» **Set problem**: Pictures excluded, retype the lines from the one containing "In the picture above, where can the marina" through the last line of the data below, both included.

» **Input records**:
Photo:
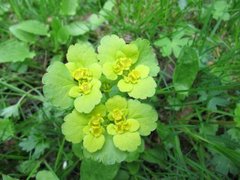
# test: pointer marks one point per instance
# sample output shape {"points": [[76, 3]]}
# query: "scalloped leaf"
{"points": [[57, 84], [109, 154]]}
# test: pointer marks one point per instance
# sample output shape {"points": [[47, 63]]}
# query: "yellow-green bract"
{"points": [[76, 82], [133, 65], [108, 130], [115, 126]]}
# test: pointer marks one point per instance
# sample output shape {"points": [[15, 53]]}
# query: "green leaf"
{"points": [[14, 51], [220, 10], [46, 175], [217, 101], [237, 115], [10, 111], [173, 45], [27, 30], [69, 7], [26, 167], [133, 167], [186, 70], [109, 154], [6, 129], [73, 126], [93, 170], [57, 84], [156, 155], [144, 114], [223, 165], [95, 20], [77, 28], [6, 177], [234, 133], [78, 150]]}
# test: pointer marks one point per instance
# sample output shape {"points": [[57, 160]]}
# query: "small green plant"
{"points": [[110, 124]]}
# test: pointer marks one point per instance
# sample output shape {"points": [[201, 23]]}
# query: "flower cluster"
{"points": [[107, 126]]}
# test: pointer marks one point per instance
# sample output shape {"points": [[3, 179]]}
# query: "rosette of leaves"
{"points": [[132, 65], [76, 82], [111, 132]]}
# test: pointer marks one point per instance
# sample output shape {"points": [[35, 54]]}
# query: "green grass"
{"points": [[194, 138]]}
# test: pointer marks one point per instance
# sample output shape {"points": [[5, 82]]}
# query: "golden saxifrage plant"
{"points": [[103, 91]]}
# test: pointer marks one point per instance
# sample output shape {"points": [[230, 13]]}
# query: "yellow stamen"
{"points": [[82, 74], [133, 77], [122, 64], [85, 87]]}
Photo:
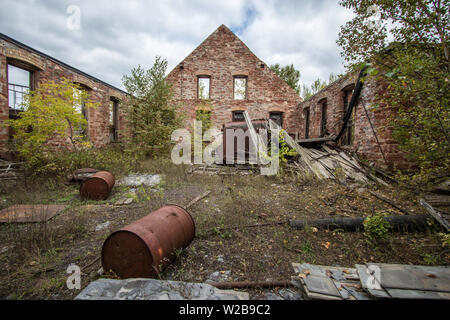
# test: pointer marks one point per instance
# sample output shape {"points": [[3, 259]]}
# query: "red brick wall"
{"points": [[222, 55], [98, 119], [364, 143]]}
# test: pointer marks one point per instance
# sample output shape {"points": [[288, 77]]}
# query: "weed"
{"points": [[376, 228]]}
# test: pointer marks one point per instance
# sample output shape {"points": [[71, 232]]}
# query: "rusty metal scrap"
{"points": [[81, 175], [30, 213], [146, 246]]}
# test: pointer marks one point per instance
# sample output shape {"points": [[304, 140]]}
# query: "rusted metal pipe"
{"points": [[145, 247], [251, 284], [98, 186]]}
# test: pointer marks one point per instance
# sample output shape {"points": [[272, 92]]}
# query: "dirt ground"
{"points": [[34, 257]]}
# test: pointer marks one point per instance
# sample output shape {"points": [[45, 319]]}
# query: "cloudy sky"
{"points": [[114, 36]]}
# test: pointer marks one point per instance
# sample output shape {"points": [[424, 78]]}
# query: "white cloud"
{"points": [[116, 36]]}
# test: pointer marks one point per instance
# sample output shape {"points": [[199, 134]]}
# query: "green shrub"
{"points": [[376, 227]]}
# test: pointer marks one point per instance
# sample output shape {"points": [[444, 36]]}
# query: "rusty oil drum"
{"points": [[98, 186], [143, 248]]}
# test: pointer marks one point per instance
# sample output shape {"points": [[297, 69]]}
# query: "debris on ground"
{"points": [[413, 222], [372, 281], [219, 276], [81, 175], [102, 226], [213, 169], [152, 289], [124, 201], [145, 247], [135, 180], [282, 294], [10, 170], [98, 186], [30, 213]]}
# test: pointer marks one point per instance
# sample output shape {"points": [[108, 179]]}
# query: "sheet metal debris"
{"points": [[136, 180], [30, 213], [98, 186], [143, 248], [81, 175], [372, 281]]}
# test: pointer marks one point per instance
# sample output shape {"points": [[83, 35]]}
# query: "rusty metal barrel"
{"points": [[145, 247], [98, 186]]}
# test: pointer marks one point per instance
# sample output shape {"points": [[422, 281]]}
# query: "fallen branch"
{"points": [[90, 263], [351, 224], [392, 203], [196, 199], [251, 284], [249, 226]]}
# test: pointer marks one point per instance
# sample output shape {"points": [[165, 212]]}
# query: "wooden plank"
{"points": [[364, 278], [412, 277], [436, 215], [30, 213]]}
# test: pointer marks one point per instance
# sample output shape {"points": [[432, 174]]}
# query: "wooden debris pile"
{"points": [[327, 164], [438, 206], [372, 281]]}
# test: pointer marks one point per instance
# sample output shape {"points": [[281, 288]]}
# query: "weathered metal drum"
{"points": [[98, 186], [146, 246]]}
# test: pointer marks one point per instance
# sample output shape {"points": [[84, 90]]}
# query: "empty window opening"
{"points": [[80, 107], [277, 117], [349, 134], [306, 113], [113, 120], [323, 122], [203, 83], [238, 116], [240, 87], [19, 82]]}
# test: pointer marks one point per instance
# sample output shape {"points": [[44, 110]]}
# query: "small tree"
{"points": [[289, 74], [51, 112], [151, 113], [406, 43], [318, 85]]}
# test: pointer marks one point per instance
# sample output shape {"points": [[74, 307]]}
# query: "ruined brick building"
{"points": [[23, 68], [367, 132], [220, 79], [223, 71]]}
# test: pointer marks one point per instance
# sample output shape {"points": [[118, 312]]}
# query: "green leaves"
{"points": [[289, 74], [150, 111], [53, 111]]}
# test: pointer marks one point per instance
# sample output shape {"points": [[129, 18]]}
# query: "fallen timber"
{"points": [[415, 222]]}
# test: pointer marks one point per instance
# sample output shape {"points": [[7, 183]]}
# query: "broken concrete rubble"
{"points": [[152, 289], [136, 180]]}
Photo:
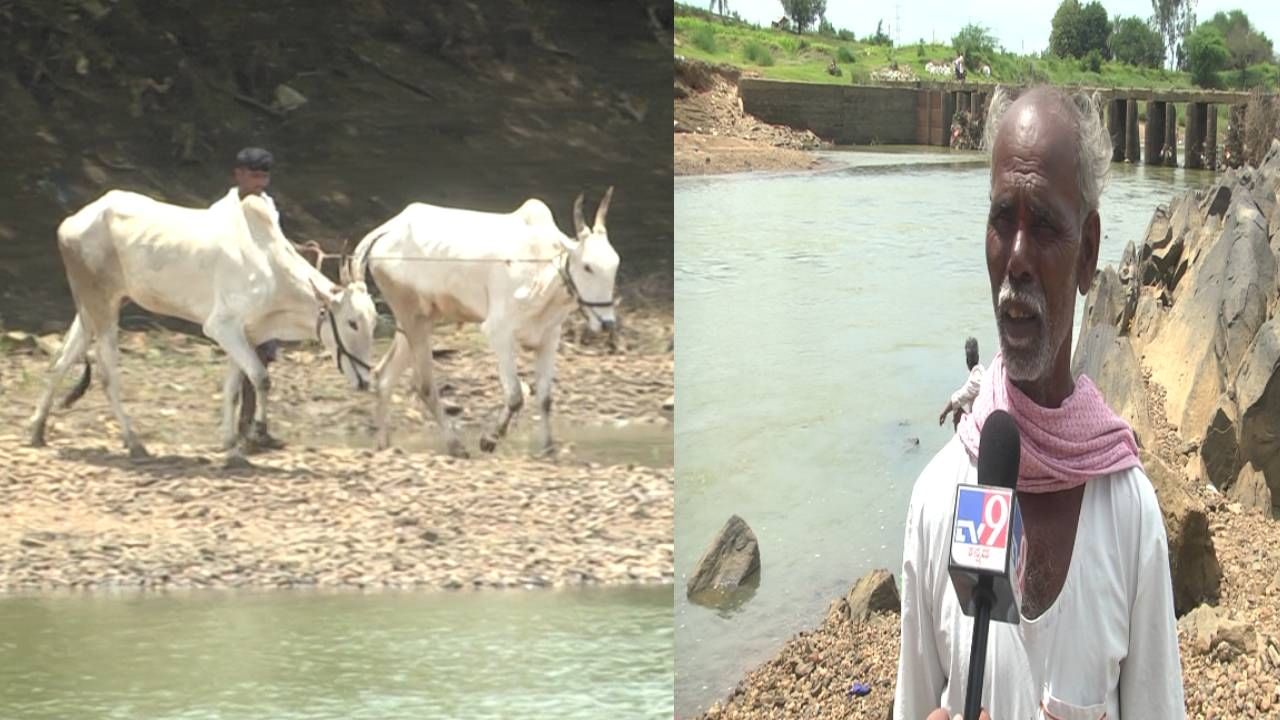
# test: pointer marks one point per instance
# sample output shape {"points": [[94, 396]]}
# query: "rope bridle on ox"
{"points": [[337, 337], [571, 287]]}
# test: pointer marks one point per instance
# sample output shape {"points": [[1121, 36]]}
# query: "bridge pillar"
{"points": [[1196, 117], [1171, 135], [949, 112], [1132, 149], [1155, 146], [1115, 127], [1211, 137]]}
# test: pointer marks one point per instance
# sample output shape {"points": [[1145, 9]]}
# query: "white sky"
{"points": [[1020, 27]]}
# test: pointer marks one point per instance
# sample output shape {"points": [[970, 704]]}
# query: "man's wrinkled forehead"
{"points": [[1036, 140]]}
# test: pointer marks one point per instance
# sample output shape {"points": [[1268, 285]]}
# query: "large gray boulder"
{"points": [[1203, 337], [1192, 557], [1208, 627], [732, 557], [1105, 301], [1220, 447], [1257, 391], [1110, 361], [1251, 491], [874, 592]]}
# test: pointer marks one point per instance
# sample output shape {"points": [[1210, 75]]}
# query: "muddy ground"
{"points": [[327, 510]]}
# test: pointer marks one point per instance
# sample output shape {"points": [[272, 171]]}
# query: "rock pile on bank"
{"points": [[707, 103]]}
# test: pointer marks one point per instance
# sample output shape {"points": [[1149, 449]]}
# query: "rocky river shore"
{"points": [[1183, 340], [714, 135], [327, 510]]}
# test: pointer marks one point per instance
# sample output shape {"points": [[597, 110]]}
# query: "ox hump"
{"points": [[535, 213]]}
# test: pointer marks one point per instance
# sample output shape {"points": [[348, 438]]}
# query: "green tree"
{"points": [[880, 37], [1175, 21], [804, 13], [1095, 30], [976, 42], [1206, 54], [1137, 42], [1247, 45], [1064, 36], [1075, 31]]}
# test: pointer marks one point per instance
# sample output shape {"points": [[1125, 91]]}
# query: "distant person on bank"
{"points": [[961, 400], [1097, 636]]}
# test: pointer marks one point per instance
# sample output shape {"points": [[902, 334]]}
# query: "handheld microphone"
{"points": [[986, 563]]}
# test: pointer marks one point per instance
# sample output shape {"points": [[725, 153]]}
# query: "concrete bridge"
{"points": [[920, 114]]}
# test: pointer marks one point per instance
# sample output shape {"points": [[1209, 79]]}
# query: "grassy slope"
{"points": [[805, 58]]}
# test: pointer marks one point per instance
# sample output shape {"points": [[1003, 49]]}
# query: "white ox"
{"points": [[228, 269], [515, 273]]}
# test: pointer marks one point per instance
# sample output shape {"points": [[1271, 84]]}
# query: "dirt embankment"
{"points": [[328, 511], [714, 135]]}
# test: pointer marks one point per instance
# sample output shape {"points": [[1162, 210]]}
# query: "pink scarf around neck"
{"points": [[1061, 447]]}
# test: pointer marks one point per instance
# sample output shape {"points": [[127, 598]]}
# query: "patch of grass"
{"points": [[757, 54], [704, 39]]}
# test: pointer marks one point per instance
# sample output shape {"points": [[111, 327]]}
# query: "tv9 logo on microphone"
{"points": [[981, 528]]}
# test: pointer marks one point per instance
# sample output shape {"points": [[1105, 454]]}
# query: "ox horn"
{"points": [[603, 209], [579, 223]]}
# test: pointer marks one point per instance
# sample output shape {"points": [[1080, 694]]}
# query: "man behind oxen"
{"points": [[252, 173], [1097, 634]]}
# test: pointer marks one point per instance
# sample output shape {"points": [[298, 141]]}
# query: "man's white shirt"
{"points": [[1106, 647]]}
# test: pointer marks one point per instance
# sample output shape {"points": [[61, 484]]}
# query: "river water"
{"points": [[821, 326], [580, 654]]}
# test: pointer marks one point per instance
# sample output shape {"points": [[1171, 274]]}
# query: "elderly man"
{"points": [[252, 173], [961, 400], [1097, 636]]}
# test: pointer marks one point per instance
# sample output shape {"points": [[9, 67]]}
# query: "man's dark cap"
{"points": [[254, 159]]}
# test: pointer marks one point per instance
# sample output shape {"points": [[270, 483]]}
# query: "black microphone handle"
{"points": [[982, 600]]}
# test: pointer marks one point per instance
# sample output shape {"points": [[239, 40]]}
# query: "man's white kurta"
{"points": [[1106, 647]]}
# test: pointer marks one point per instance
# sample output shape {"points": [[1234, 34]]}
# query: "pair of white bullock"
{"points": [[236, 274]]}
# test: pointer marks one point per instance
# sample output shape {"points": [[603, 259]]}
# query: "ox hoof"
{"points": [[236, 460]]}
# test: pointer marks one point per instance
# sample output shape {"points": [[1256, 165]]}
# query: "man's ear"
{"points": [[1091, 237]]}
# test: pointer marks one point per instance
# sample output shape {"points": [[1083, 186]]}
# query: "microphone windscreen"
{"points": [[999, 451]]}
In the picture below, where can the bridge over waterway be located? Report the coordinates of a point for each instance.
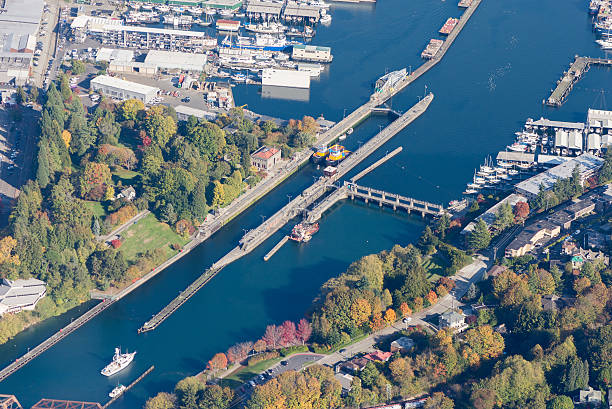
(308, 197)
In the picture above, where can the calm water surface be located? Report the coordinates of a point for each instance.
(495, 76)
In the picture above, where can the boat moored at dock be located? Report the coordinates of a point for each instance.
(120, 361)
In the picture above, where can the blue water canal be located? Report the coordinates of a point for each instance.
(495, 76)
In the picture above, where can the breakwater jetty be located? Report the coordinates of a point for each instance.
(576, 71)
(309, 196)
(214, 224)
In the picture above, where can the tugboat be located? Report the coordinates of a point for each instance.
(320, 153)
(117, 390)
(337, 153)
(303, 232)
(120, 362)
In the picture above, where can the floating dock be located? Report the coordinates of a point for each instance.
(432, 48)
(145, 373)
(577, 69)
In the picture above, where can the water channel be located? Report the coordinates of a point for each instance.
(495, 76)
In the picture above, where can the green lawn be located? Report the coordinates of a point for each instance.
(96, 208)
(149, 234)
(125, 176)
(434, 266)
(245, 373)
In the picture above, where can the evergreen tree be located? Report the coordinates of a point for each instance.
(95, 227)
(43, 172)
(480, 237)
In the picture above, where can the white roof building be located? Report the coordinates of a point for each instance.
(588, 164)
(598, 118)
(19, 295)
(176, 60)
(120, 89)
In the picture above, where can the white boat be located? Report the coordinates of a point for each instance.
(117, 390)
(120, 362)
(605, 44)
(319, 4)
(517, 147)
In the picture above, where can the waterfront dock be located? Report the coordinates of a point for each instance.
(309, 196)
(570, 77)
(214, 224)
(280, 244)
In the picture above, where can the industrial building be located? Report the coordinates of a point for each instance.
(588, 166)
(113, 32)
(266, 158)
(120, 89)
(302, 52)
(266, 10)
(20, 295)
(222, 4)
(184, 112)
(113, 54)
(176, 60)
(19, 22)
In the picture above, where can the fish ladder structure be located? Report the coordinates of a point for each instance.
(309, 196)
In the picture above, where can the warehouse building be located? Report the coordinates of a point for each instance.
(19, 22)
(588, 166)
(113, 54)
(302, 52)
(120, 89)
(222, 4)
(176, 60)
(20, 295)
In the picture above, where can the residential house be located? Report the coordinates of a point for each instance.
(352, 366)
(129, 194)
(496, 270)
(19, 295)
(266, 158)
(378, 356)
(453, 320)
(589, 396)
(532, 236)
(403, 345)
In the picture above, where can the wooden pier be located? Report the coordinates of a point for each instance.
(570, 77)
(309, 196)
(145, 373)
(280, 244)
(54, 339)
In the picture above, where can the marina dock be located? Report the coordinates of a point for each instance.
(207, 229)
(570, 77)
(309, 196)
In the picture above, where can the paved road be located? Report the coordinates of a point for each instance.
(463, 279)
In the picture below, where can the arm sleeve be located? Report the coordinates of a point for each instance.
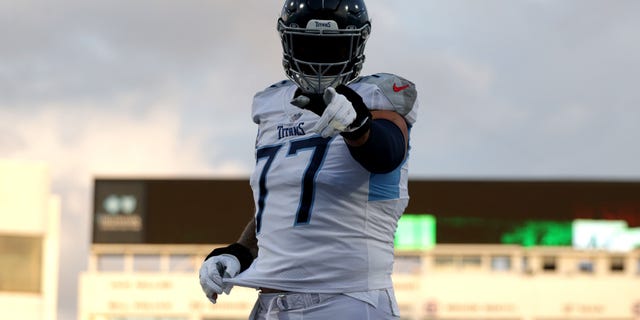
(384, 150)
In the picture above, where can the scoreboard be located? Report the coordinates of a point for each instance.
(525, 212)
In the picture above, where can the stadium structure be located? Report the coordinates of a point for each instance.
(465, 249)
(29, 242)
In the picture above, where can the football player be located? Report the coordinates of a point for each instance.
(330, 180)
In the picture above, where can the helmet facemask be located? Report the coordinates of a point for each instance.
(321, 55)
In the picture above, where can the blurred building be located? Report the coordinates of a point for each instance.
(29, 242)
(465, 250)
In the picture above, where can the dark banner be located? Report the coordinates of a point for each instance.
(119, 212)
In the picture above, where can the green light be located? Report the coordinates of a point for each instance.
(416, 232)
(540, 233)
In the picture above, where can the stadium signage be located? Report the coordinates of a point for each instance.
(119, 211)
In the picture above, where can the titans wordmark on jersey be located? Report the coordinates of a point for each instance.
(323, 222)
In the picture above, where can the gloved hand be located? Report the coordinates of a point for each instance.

» **Worked answer**:
In the picture above, where can the marina dock be located? Report the coordinates of a point for each instance.
(207, 229)
(570, 77)
(309, 196)
In the picture above, where can the paved road be located? Report the coordinates of a point for each instance.
(463, 279)
In the picture below, where can the arm sleeve be located? Report the coordinates of a point for each instance.
(384, 150)
In the picture above, where can the scoreboard be located? Report the coordinates of a point for each instance.
(525, 212)
In the picture above, where can the stadium structure be located? Report the coordinates of a point for each instance.
(465, 249)
(29, 242)
In the picture above, where can the football player be located? Report the coordinates of a point for each instance.
(330, 180)
In the picture above, where can the helmet facemask be located? Report the coordinates of a point for each instance.
(321, 55)
In the picture above, where can the blurred building be located? Report the coordinates of a point for each instance.
(29, 242)
(465, 250)
In the picture above, where can the dark banner be located? Report the coordinates of a point for each instance.
(119, 212)
In the picture above, where can the green light be located? Report the coordinates of a point for each instance.
(416, 232)
(540, 233)
In the picture above, where can the stadium signage be located? Report the coordinates of a point for each instance.
(119, 211)
In the picture above, where can the titans wordmark on jersey be located? Report the coordinates of a point for each instance.
(323, 222)
In the picture above, where can the gloved hand be located? Report the coordinates of a point for each instance.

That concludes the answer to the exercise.